Text:

CCBYNC Open access
Analysis Medical Research in China

Big data and medical research in China

BMJ 2018; 360 doi: (Published 05 February 2018) Cite this as: BMJ 2018;360:j5910
  1. Luxia Zhang, professor1 2,
  2. Haibo Wang, researcher3 4 ,
  3. Quanzheng Li, associate professor5,
  4. Ming-Hui Zhao, professor1 6,
  5. Qi-Min Zhan, professor7
  1. 1Renal Division, Department of Medicine, Peking University First Hospital, Peking University Institute of Nephrology, Beijing, China
  2. 2Peking University, Center for Data Science in Health and Medicine, Beijing, China
  3. 3Clinical Trial Unit, First Affiliated Hospital of Sun Yat-Sen University, Guangzhou, China
  4. 4China Standard Medical Information Research Center, Shenzhen, China
  5. 5MGH & BWH Center for Clinical Data Science, Massachusetts General Hospital, Harvard Medical School, Boston, Massachusetts, United States of America
  6. 6Peking-Tsinghua Center for Life Sciences, Beijing, China
  7. 7Peking University, Health Science Center, Beijing, China
  1. Correspondence to: L Zhang: zhanglx{at}

Luxia Zhang and colleagues discuss the development of big data in Chinese healthcare and the opportunities for its use in medical research

The quantity of data that is routinely generated and collected have increased greatly in the past decade, as has our ability to analyse and interpret these data, particularly in medicine. China’s large population and universal healthcare system provide rich sources of data, and interest in the application of big data to medicine has grown in the past few years. It is hoped that the combined use of large data resources and new technologies will solve many existing medical problems and provide better evidence for decision making.1

What do we mean by big data?

Big data has been defined as “high-volume, high-velocity and/or high-variety information assets that demand cost-effective, innovative forms of information processing that enable enhanced insight, decision making, and process automation.”2

Digital healthcare data are now common. Large numbers of medical data are generated through medical records, regulatory requirements, and medical research.3 Worldwide, the number of data are projected to double every two years, which will result in 50 times more data in 2020 than in 2011.4

In addition to data volume,5 variety and velocity are also important for usability—comprising the 3Vs of big data. The variety comes from the multiple sources of data (box 1), both structured and unstructured, which reflect the whole health and disease process.

Task item: Carry on the article on big data and medical research in China from the point where it ends. The items after this point are unrelated material and have no connection to the article.

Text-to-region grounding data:
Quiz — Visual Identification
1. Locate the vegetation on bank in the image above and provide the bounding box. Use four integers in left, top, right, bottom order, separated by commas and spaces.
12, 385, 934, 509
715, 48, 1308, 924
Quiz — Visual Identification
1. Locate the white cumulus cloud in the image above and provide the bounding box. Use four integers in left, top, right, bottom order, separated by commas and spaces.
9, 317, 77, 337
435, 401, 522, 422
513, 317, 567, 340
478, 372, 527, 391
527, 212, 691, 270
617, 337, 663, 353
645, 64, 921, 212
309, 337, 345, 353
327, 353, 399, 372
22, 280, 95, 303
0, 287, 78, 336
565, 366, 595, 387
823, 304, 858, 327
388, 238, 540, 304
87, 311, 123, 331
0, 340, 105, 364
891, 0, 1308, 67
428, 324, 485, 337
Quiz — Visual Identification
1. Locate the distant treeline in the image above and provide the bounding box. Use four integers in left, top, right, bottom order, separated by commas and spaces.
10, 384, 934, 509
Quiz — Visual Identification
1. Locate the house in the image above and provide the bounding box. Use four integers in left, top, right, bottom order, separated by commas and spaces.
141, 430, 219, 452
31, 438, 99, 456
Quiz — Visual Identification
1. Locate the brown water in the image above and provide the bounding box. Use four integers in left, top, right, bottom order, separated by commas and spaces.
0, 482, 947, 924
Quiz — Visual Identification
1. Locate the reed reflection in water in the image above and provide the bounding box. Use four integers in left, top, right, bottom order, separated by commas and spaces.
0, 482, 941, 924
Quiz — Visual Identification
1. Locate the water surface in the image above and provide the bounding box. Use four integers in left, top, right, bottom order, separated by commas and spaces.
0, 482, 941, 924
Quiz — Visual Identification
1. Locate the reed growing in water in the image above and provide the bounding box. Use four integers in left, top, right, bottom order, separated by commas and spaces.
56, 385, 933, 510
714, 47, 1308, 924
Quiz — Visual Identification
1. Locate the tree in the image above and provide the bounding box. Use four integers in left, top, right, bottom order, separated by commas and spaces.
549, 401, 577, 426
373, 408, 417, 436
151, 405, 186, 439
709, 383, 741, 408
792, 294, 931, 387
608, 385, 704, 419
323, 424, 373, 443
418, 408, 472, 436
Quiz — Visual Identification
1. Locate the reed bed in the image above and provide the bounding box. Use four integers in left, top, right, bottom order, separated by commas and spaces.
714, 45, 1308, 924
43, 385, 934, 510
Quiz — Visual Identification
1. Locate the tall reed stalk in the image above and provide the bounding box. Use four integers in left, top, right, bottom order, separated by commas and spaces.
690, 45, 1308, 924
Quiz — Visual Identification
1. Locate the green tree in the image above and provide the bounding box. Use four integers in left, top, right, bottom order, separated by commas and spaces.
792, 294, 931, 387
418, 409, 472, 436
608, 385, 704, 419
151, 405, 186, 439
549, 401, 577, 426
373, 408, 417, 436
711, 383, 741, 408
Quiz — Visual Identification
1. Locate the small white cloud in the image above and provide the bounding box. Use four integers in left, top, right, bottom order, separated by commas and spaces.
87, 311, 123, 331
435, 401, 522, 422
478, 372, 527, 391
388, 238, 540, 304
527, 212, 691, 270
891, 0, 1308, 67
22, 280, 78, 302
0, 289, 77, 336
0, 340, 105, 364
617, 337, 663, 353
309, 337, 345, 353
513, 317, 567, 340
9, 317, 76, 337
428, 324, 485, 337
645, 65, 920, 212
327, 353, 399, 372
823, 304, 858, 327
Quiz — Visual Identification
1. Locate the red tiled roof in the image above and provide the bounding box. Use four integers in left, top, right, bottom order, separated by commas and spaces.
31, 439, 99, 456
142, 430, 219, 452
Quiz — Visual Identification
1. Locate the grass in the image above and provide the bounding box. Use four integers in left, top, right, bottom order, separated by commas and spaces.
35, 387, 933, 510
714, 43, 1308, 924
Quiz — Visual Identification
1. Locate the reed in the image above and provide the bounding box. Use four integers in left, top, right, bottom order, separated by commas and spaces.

Answer space:
Box 1

Sources of medical big data

  • •Administrative and claims data

  • •Routine population statistics and major disease surveillance data

  • •Real world data, such as electronic medical records, medical imaging, and data from health examinations

  • •Research data, including biomarkers, and multiomic information from clinical trials or cohort studies

  • •Registries (eg, of devices, procedures, and diseases)

  • •Data from mobile medical devices

  • •Data reported by patients


Medical data are also being combined with information from social media, occupational information, geographical location, and economic and environmental data.6 Integrating all these information sources into datasets that can be analysed is key to utilising big data. In addition, the speed at which big data are generated and processed should meet the real time demands of preventing and managing disease.

Recently, veracity has been added as a goal of big data,7 although some argue that big data are difficult to validate and can never be completely accurate.58 Nonetheless, to make the best use of big data, quality is important.

An important concept of big data is that assembly of the data is not the purpose. Instead, data must be analysed, interpreted, and acted on. Therefore, to get the best value from big data, new technologies and analytical methods (eg, machine learning) are needed and the information generated must be evaluated for clinical effectiveness and translated into tools for use in clinical practice.9

What data are gathered in China and how?

Promoting the use of big data in medicine is a national priority in China. In June 2016, the State Council of China issued an official notice on the development, and use of big data in the healthcare sector.10 The council acknowledged that big data in health and medicine were a strategic national resource and their development could improve healthcare in China, and it set out programmatic development goals, key tasks, and an organisational framework.

After regional health data centres were established in Shanghai and Ningbo, the National Health and Family Planning Commission announced in 2016 that China would establish more regional and national centres and industrial parks that focused on big data in health and medicine as part of a national pilot programme to make more meaningful use of these data.11 Four cities in Fujian and Jiangsu provinces in eastern China were chosen as the pilot sites, and the centres are now in construction. The goal is to integrate the following datasets:

  • • Regional health data, including claims data from nationally funded basic health insurance that covers over 95% of the Chinese population12

  • • Administrative data from local health offices

  • • Data from public health services of the Chinese Center for Disease Control and Prevention, especially for women and children, and for surveillance networks of the main non-communicable diseases

  • • Birth and death registries

  • • Electronic medical records from hospitals, including primary, secondary, and tertiary hospitals.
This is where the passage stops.